> Written instruction:
Using the data below, repeat all of it precisely.

(Named-object pointing records)
Begin

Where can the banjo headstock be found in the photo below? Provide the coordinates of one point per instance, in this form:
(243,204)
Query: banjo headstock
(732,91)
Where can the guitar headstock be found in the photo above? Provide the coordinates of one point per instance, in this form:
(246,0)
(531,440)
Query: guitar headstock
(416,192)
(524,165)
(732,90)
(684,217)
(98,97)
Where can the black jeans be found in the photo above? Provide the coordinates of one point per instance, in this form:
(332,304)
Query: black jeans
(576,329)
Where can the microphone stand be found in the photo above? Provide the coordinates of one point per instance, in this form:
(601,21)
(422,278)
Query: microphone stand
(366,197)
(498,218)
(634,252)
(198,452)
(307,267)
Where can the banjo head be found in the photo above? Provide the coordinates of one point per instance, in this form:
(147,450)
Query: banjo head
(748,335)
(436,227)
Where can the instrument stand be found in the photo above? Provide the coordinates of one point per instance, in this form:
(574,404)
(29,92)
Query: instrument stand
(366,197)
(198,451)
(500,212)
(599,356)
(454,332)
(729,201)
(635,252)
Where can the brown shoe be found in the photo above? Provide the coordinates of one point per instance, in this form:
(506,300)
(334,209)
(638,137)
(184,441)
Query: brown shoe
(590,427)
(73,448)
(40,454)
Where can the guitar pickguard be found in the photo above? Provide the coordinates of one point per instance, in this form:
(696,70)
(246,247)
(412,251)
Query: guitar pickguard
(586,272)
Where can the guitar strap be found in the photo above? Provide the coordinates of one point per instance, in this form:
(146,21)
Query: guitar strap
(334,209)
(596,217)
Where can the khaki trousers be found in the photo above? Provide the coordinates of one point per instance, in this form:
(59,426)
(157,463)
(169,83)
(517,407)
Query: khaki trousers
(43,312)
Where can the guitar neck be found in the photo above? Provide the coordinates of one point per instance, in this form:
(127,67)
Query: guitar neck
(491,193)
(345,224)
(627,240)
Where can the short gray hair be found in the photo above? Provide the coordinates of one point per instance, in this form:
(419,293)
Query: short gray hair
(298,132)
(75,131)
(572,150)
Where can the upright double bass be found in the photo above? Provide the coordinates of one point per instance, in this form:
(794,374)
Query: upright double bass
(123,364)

End

> Final result:
Where can the banjo headstock be found in the photo below? Provide the coordinates of one point per instance, in this form:
(243,204)
Query: banjo headstock
(732,91)
Where can the guitar headstock be found in the photo above? Provide the coordinates of one point per instance, in this form:
(246,0)
(531,440)
Query: guitar headstock
(416,192)
(524,165)
(732,90)
(684,217)
(98,97)
Where can the black jeans be found in the photo above? Provide the coordinates of one point per instance, in this form:
(332,304)
Query: black jeans
(576,329)
Where can the microphone stand be found in the photo above? Provide the coordinates of one point per instance, in this form:
(601,21)
(422,278)
Query: microphone stand
(366,197)
(498,218)
(634,252)
(198,452)
(307,267)
Where can the banjo head be found in the photo above? Provide the coordinates of one point per instance, in this form:
(147,450)
Query: banjo head
(748,335)
(436,227)
Where can the instrument stand be found in the photo above? Provide the coordinates of one point per instance, in this form:
(574,404)
(29,92)
Query: instrument stand
(366,197)
(198,451)
(500,212)
(599,356)
(454,332)
(729,201)
(635,252)
Where can the brown shoe be found in the photo above? Provide the coordinates of one point per instance, in this form:
(506,300)
(334,209)
(638,137)
(184,441)
Query: brown shoe
(590,427)
(73,448)
(40,454)
Where can the guitar pickguard be found in the photo above? Provide the coordinates of one point per instance, in this form:
(696,70)
(246,247)
(412,251)
Query: guitar pickguard
(586,272)
Where can the guitar strap be found in the photo above? Provide the coordinates of one point per instance, in this form:
(146,21)
Query: guitar strap
(334,209)
(596,217)
Where can the khaki trousers be found in the photo above? Provide the coordinates of one point per instance, in this form:
(59,426)
(157,463)
(169,83)
(517,407)
Query: khaki trousers
(43,312)
Where can the guitar neck be found in the photo above? Provide the coordinates of one point per instance, in this form:
(127,67)
Query: guitar neck
(491,193)
(345,224)
(627,240)
Where can the short gray hair be found in the photo above? Provide the coordinates of one point per instance, in this form:
(419,293)
Query: short gray hair
(298,132)
(75,131)
(572,150)
Where can the upright double bass be found in the photo above? Provide the coordinates of one point per instance, in this form:
(794,374)
Query: upright double bass
(123,364)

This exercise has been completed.